Supplied passage

---

Pete Rose is the all-time MLB hits leader, with 4,256 to his name over a long and storied career. He’s one of only two players to have surpassed the 4,000-hit mark — Ty Cobb is the other — and he played for 24 seasons.
Derek Jeter is the 37-year-old Yankees captain who reached the 3,000-hit plateau last season and appears, for the time being, to be sustaining a strong pace well into the twilight of his career. So far in his 18th season, Jeter is red-hot, batting .416 with lots of singles. He’s a shoo-in for the Hall of Fame, and right now Vatican bookmakers have him at 3-1 odds for achieving sainthood.
On the face of it, the idea of Jeter catching Rose seems absurd. How can a 37-year-old have 1,000 hits left in him? Rose had several advantages Jeter does not, starting with the fact that he managed himself in his last three seasons with the Reds, padding his career stats with 194 hits while his batting average fell all the way to .219. It’s hard to imagine a results-oriented club like the Yankees tolerating that sort of decline with Jeter, and it’s even harder to imagine Jeter signing with a different, bottom-of-the-barrel club just to pursue the record.
There are other reasons to scoff at the notion. Rose was blessed with mostly good health that we can’t assume for Jeter as he approaches 40. Rose played first base, a position with less stress than shortstop. (Although this could also work to Jeter’s advantage — diminished production and negligible power is more acceptable at a weaker hitting position like short, whereas it would be a huge disadvantage at first or third.) And, of course, Jeter will not likely stay in the game until age 45 like Rose.
But just for fun, let’s take a look at the numbers and see where Jeter stands in the chase for Rose’s record. We’ll assume good health and, for now, steady production.

---

Material
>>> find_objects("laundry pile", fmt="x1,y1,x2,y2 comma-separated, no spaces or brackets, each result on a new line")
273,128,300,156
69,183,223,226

---

Exercise A
Answer these questions using the hit-record article:
(i) How many career hits does Pete Rose have?
(ii) What is Jeter's batting average so far in his 18th season?
(iii) What position did Rose play?
Exercise B
Turn the paragraph of the hit-record article that opens "There are other reasons to scoff" into a short bulleted list that keeps its main points.
Exercise C
Name every baseball player mentioned in the hit-record article.

Reply A
(i) 4,256
(ii) .416
(iii) First base

Reply B
- Rose mostly stayed healthy, which can't be assumed for Jeter as he nears 40.
- Rose played first base, which puts less stress on a player than shortstop.
- Shortstop could also help Jeter: lower production and little power are more acceptable at a weaker hitting position like short, but would be a big drawback at first or third.
- Jeter probably won't stay in the game until age 45, as Rose did.

Reply C
- Pete Rose
- Ty Cobb
- Derek Jeter